▶ _TEXT SHOWN_
---

MOSCOW, May 28 (RIA Novosti) - U.S. President Barack Obama meets with Palestinian leader Mahmoud Abbas later on Thursday in Washington as part of the new U.S. administration's bid for a two-state solution to the Palestinian-Israeli conflict.

Abbas is expected to ask Washington to pressure Israel to halt settlement expansion.

Secretary of State Hillary Clinton said on Wednesday Obama would support a complete freeze of construction on the West Bank as the Palestinians' condition for a peace deal at the talks.

"The Palestinian president is expected to focus on the issue of settlement expansion when he meets with Mr. Obama on Thursday in Washington. Mr. Abbas and other Palestinian leaders have said repeatedly that they see no point in resuming stalled peace negotiations without an absolute settlement freeze," The New York Times said.

"Mrs. Clinton's remarks, the administration's strongest to date on the matter, came as an Israeli official said Wednesday that the Israeli government wanted to reach an understanding with the Obama administration that would allow some new construction in West Bank settlements," the paper said.

Settlement growth has become a key point of disagreement between Israel, where Prime Minister Benjamin Netanyahu's new government insists on the "natural growth" of existing settlements, and its ally the United States.

The Chicago Tribune said "U.S. officials believe that a complete Israeli halt to settlement growth could lead to early concessions from moderate Arab nations and put new momentum behind the peace effort."

The Washington Post said supporters and critics of Abbas believe that his credibility "is wholly tied to those negotiations."

---

(Named-object pointing data)
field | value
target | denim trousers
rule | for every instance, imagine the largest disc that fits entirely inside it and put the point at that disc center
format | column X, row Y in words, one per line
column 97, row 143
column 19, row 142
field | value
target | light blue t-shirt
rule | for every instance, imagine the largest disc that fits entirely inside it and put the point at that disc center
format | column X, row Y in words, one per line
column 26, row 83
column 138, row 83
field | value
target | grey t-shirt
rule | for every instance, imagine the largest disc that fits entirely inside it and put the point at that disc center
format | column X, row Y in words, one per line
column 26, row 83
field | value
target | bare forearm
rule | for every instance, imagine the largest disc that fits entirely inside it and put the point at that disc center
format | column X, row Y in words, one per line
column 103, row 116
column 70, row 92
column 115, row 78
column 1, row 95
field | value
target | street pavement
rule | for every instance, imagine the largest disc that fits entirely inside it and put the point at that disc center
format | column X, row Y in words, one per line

---

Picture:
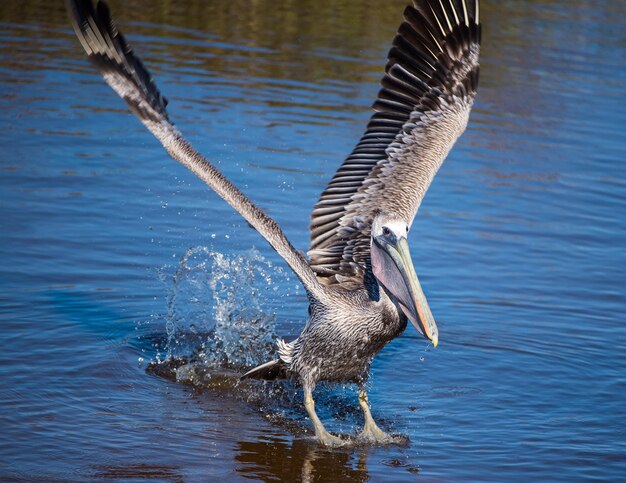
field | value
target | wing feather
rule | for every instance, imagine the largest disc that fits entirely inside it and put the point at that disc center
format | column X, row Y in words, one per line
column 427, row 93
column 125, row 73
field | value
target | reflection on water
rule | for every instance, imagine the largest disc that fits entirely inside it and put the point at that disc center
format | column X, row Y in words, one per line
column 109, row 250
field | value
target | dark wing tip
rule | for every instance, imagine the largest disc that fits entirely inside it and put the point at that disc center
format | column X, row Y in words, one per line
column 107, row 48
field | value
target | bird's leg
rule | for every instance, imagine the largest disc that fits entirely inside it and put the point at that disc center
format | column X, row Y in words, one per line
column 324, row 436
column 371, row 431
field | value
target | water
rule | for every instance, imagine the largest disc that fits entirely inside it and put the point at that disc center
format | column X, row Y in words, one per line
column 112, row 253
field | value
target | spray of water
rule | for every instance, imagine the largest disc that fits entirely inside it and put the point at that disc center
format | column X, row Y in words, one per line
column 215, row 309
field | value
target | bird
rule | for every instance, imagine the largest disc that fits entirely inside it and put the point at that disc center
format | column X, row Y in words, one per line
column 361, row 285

---

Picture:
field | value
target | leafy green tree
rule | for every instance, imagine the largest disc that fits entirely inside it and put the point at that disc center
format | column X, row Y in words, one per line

---

▶ _REQUIRED WORK_
In the news report on the Obama-Abbas meeting, what does Prime Minister Benjamin Netanyahu's new government insist on for existing settlements?

▶ _EXERCISE RESULT_
Their "natural growth."